▸ Provided records:
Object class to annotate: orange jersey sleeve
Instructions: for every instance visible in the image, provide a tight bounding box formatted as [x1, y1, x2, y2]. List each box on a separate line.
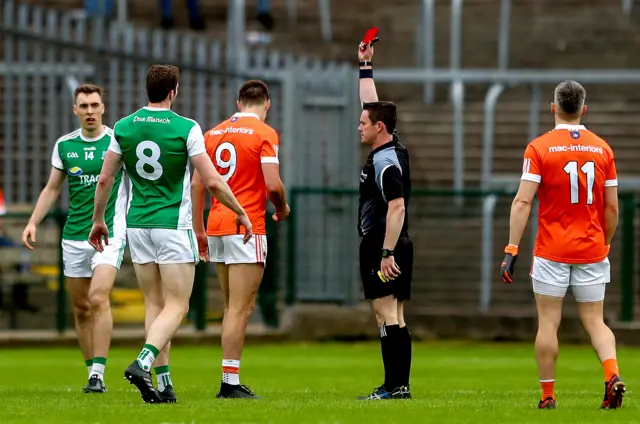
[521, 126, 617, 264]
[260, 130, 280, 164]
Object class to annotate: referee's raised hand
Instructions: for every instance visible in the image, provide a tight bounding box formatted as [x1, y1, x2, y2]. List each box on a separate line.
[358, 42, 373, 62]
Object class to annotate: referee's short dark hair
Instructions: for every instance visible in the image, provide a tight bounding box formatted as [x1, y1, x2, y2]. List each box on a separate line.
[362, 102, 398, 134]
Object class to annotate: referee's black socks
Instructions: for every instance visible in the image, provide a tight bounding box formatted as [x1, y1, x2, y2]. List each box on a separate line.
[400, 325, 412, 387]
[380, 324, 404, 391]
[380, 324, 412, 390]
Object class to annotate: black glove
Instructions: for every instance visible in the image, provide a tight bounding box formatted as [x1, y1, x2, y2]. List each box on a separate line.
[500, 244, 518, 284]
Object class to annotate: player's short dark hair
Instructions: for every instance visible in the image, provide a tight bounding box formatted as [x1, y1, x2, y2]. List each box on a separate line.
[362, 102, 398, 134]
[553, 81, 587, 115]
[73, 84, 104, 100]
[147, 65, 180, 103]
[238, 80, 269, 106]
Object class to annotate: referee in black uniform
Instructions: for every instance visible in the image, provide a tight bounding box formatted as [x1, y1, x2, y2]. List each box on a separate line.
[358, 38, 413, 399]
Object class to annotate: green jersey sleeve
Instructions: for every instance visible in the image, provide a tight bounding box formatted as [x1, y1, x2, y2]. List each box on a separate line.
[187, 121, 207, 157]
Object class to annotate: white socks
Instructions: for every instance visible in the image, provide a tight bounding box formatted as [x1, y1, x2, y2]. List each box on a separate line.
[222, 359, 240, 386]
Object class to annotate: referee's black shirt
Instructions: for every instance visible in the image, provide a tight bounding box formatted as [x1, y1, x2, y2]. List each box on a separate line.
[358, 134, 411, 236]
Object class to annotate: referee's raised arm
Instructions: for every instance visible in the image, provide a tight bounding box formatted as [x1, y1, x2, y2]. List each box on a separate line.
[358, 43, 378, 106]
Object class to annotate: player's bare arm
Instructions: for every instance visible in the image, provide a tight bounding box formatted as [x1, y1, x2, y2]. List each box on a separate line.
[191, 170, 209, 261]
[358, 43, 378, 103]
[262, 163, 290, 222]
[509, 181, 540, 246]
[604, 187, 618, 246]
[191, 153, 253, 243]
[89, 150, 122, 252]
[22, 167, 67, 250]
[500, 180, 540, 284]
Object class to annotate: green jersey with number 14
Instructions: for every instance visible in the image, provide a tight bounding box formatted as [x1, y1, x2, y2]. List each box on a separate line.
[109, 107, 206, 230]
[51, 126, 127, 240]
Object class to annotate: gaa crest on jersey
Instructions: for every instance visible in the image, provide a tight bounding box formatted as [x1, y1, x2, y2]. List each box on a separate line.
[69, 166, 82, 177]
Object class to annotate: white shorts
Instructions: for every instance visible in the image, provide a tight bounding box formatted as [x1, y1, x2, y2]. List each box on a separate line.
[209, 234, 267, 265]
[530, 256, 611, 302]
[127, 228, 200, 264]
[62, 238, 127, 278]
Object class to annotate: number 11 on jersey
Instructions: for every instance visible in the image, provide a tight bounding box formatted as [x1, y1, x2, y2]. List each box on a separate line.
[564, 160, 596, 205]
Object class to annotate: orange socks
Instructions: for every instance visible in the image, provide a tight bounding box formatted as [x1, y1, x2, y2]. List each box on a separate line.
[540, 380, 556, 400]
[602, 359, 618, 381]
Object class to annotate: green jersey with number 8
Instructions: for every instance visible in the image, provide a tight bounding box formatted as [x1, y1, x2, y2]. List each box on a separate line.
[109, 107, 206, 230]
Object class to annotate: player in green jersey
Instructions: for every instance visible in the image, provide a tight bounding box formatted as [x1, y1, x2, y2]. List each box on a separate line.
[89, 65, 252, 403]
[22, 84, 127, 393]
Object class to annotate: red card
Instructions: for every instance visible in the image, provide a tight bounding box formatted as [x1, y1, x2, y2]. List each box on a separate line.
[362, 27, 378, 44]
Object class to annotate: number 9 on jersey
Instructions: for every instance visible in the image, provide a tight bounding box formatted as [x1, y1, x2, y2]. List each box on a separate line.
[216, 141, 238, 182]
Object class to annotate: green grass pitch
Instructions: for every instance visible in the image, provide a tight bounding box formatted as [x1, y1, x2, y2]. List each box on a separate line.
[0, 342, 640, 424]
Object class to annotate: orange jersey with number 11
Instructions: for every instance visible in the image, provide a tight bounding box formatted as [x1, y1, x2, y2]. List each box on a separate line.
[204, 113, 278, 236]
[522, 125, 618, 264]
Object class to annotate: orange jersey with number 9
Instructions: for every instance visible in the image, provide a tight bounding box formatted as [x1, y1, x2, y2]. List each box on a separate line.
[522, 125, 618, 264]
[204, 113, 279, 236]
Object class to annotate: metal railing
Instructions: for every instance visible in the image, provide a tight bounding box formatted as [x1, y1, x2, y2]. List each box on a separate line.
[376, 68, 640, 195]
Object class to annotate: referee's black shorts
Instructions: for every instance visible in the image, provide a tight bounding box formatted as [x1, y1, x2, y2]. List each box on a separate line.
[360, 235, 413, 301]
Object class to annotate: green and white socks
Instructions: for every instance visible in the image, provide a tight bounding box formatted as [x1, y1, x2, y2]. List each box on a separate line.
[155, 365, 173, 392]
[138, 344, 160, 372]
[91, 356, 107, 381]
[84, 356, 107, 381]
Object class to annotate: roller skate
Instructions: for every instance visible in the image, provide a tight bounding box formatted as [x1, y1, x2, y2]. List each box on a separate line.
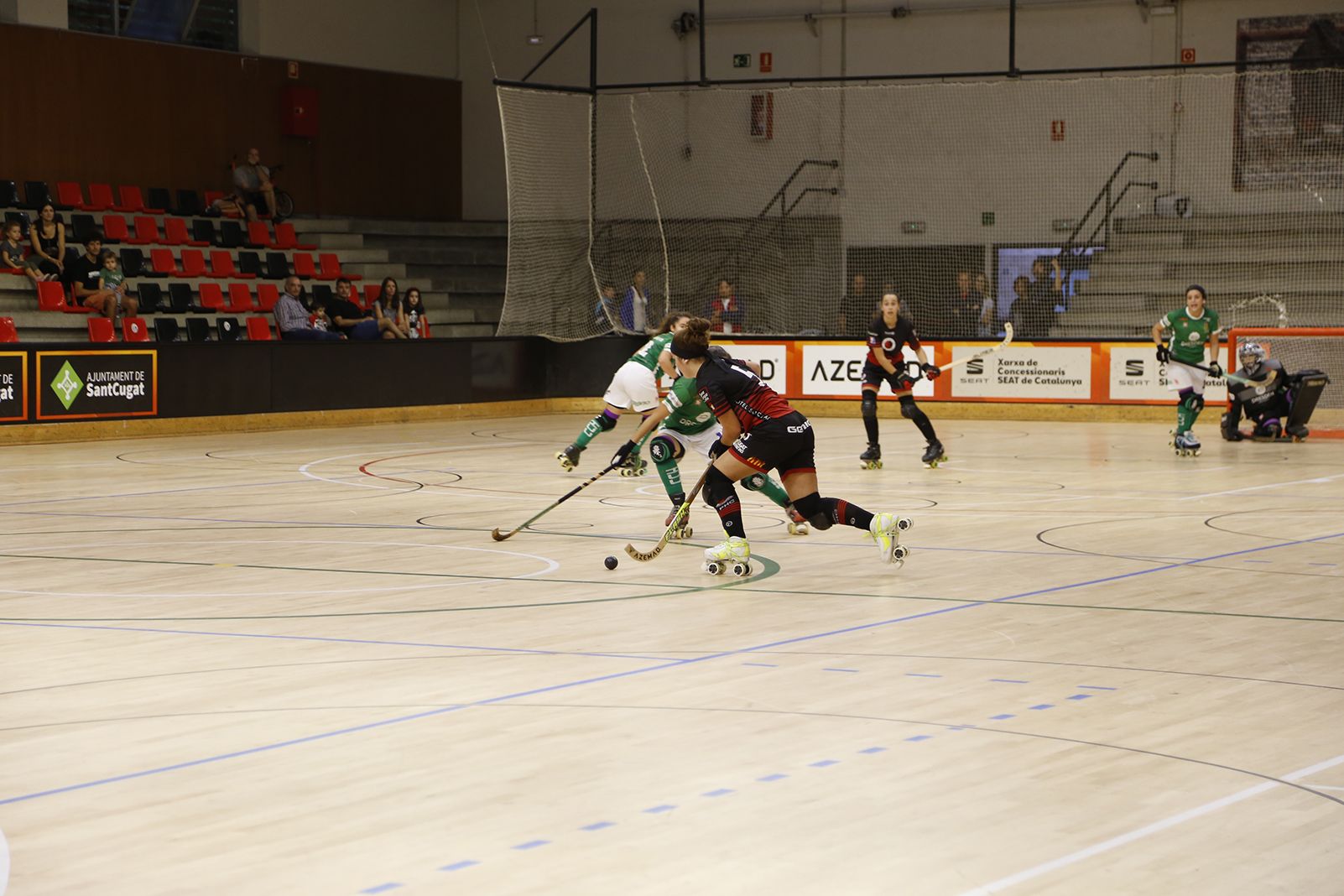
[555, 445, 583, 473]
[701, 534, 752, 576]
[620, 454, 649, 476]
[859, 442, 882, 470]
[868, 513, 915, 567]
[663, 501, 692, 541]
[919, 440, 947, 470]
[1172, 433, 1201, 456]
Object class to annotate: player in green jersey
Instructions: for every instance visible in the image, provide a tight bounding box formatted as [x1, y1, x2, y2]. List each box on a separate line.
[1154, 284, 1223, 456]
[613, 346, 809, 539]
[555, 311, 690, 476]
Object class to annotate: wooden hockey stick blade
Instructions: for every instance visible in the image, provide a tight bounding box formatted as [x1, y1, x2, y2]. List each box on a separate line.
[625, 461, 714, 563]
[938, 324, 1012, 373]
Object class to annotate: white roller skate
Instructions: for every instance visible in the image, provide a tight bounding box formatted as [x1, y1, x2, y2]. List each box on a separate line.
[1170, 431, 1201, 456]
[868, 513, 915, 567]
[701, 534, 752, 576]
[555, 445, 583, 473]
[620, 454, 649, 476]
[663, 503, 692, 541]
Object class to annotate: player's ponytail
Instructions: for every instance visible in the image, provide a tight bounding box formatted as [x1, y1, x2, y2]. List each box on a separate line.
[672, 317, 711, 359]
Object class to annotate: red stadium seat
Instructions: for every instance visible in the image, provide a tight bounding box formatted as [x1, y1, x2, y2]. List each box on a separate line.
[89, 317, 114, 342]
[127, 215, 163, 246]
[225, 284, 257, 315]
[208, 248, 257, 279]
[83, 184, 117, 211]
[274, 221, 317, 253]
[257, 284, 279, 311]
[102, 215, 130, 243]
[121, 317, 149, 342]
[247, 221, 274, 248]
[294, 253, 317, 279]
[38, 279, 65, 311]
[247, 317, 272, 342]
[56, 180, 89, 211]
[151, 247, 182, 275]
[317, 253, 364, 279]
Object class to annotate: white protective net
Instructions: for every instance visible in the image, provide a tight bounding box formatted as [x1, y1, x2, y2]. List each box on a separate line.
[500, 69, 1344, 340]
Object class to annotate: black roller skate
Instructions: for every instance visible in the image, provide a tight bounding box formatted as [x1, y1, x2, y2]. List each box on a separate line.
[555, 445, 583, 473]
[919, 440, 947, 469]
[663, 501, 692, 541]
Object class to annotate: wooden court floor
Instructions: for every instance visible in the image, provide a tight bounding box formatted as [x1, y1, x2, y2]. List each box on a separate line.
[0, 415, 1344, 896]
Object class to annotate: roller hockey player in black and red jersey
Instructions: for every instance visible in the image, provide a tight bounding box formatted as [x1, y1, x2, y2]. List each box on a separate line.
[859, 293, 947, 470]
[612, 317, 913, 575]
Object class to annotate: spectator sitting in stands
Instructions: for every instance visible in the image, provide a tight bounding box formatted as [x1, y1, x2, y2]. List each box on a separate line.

▸ What this task involves: Reproduce the lines between the one holding "Object class to annotate: green jersey sleeve" and the one holding "[187, 121, 207, 157]", inclusive, replacing "green" with "yellow" and leaving everything else unchanged.

▸ Result:
Object class to annotate: yellow jersey sleeve
Instructions: for every instance visible in the image, provide a tight bounding box formatted as [x1, y1, x2, y2]. List each box on a separate line.
[187, 121, 207, 157]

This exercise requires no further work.